TÂCHES À RÉALISER —
(A) Selon le texte sur la probation, dans quel délai la construction d'un outil d'évaluation est-elle envisagée ?
(B) Poursuivez le texte sur la probation après sa dernière phrase.

PASSAGE DU TEXTE —
○ ○ ○
Tout en s’appuyant sur l’expérience et la culture de nos services, il est effectivement temps de s’intéresser à la recherche, d’irriguer les SPIP en connaissances, de questionner et d’enrichir nos pratiques. Ainsi, la DAP vient de répondre à l’une de nos demandes en procédant à la publication et à la diffusion d’une synthèse sur le rapport de Sarah DINDO sur le SME et d’un document sur les règles européennes de la probation. Le SNEPAP-FSU insiste sur la nécessité d’accompagner cette démarche auprès des personnels en multipliant les espaces d’échange au niveau local ; certaines DISP commencent à donner suite aux consignes qui leur ont été données en ce sens.
Parallèlement, Madame GORCE a indiqué qu’il était fondamental de reprendre la réflexion sur la question de l’évaluation des publics. Le rapport d’évaluation sur le DAVC, rédigé par l’inspection des services après une enquête réalisée à l’automne, vient d’être rendu public, conformément à notre demande. Evoquant rapidement les deux écoles théoriques et rappelant que notre pays est culturellement plus proche de l’école clinique, elle a indiqué qu’il n’était pas question d’importer un outil depuis l’étranger pour l’appliquer tel quel en France, mais qu’il fallait doter notre pratique d’une assise scientifique. La construction d’un outil d’évaluation sur la base du principe de recherche-action, dans un délai de 24 mois, est évoquée. La DAP entend mobiliser des crédits européens pour associer des chercheurs français et européens.
Le SNEPAP-FSU soutient cette démarche, portée depuis plusieurs années, largement relayée par un certain nombre d’acteurs, notamment depuis la Conférence de consensus sur la prévention de la récidive. Pour ne pas commettre les mêmes erreurs qu’avec le DAVC, le support scientifique devra être effectif, et il conviendra de faire preuve de pédagogie avec les personnels qui devront être pleinement associés.
Ces travaux ne s’engagent pourtant pas sur les bases les plus prometteuses..
Plusieurs entités, mises en lien et animées par un « groupe projet » composé de 5 personnels de la DAP formeront le « groupe de travail ». Ce groupe abordera les questions de l’évaluation des publics, des méthodes de prise en charge, des ressources humaines, de l’identité professionnelle des métiers, le lien avec les autorités judiciaires et le partenariat avec les structures de droit commun.
○ ○ ○
ENREGISTREMENTS —

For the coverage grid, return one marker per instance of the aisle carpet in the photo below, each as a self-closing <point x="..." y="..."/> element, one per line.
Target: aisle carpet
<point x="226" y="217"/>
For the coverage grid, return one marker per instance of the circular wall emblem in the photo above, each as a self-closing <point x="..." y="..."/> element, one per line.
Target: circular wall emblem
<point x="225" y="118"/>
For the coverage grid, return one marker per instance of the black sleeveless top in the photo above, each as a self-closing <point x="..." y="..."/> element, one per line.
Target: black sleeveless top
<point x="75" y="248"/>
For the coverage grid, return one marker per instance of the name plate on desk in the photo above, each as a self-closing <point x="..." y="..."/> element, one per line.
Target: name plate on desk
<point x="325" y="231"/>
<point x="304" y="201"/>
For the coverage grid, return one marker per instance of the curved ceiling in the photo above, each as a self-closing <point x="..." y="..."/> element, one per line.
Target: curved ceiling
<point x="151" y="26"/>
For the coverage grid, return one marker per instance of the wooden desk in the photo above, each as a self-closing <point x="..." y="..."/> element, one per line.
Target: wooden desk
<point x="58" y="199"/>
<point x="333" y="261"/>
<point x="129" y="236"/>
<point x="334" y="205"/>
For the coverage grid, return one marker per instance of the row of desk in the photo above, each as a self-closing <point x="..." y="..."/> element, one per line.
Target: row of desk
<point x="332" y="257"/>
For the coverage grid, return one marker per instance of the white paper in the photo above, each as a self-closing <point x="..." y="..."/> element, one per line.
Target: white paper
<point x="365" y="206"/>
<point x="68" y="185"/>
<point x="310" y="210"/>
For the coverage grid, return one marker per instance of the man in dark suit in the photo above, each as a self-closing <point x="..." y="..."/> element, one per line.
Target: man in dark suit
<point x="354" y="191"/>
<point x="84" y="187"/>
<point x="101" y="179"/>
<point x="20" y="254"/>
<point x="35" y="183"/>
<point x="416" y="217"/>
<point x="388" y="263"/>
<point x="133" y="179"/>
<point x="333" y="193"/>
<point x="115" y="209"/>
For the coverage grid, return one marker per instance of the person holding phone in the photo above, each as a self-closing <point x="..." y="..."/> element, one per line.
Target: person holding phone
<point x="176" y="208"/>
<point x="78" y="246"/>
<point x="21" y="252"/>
○ ○ ○
RÉPONSES —
(A) Dans un délai de 24 mois.

(B)
Le Comité de pilotage, dont le « rôle est d’orienter et de valider les travaux des autres entités », se réunira toutes les 6 semaines. Composé de 20 personnes (7 membres de la DAP, 2 DISP, le Directeur de l’ENAP, 4 DFSPIP, 3 CPIP, 1 directrice d’établissement, 1 JAP, 1 universitaire), il a été installé dans la précipitation à la mi-octobre, puis laissé en jachère durant plusieurs semaines pour ne se réunir qu’une fois mi-décembre.
Un groupe « mandants », composé de magistrats, s’intéressera « aux processus de prise en charge et aux méthodes de travail à mettre en œuvre pour exécuter de manière satisfaisante les décisions de justice »… Certes, l’action des SPIP s’inscrivant dans le cadre d’un mandat judiciaire, une réflexion de fond mérite un échange avec les magistrats mandants. Néanmoins, nous rappelons que les magistrats ne sont pas chargés des suivis et que les personnels d’insertion et de probation ne sont pas de simples exécutants… Quelle est donc la légitimité de ce groupe pour décliner des processus de prise en charge et des méthodes d’intervention ?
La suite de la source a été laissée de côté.